§ Available data
◆ ◆ ◆

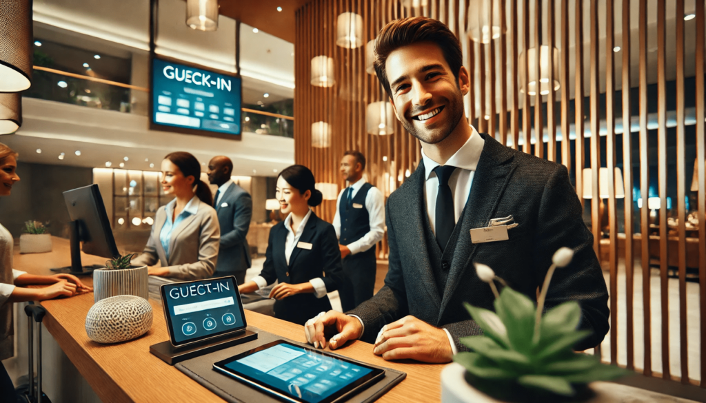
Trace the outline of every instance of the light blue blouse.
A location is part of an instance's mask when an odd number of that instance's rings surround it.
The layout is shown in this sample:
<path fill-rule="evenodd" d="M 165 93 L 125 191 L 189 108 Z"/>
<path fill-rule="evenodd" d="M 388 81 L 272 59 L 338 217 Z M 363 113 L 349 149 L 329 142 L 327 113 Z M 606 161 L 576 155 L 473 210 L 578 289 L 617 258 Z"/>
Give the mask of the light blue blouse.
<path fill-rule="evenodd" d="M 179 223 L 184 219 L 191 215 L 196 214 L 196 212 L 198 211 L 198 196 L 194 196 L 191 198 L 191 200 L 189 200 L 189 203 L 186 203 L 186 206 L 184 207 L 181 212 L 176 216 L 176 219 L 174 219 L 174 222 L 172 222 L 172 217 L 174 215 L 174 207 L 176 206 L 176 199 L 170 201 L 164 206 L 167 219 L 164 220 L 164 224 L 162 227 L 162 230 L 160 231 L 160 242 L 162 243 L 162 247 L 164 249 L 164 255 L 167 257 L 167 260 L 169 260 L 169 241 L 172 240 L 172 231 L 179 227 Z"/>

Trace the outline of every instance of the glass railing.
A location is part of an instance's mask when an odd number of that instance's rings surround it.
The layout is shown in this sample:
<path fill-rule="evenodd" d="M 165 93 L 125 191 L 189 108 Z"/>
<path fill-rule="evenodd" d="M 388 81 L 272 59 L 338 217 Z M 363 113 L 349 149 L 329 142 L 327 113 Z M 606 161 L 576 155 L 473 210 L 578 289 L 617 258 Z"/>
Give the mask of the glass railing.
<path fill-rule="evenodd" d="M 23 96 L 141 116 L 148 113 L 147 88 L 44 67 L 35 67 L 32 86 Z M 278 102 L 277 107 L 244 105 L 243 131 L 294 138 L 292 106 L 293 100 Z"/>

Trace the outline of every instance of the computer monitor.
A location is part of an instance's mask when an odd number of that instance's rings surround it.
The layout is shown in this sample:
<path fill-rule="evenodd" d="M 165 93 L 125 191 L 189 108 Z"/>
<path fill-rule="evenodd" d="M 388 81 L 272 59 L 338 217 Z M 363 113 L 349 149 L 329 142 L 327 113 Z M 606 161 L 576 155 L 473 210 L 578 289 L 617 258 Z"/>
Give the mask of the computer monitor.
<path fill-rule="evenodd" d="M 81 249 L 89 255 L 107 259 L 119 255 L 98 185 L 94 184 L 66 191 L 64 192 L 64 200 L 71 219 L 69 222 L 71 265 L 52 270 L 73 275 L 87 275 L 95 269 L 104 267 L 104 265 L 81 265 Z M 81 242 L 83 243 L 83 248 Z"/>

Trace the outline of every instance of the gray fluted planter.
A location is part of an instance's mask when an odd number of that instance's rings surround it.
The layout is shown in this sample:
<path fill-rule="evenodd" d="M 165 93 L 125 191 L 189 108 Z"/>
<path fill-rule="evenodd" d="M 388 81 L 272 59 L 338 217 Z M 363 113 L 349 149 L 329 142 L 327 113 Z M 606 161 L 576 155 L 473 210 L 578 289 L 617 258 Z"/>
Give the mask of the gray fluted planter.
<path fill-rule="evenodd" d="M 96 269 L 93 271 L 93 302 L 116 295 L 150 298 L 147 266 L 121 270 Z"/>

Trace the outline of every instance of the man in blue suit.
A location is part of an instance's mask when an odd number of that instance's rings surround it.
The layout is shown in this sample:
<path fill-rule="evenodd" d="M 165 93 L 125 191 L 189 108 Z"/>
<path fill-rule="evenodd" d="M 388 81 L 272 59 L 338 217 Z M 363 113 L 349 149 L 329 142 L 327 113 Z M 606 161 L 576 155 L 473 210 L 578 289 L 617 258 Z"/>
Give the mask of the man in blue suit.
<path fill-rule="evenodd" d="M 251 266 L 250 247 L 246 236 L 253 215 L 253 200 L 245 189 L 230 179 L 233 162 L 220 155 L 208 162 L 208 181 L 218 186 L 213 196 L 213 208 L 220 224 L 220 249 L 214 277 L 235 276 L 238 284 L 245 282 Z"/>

◆ ◆ ◆

§ Exercise requirements
Recast the records, from their first line up to and including the line containing "Give the mask of the light blue blouse.", as a Markdown table with the columns No. and Text, one numbered row per line. Omit blank lines and pictures.

§ Reply
| No. | Text |
|---|---|
| 1 | Trace the outline of every instance of the light blue blouse. |
| 2 | A location is part of an instance's mask when an odd number of that instance's rings surround it. |
| 3 | The layout is shown in this sample: |
| 4 | <path fill-rule="evenodd" d="M 165 93 L 125 191 L 189 108 Z"/> |
| 5 | <path fill-rule="evenodd" d="M 388 81 L 272 59 L 338 217 Z M 363 113 L 349 149 L 329 142 L 327 113 Z M 606 161 L 576 155 L 473 210 L 578 289 L 617 258 Z"/> |
| 6 | Give the mask of the light blue blouse. |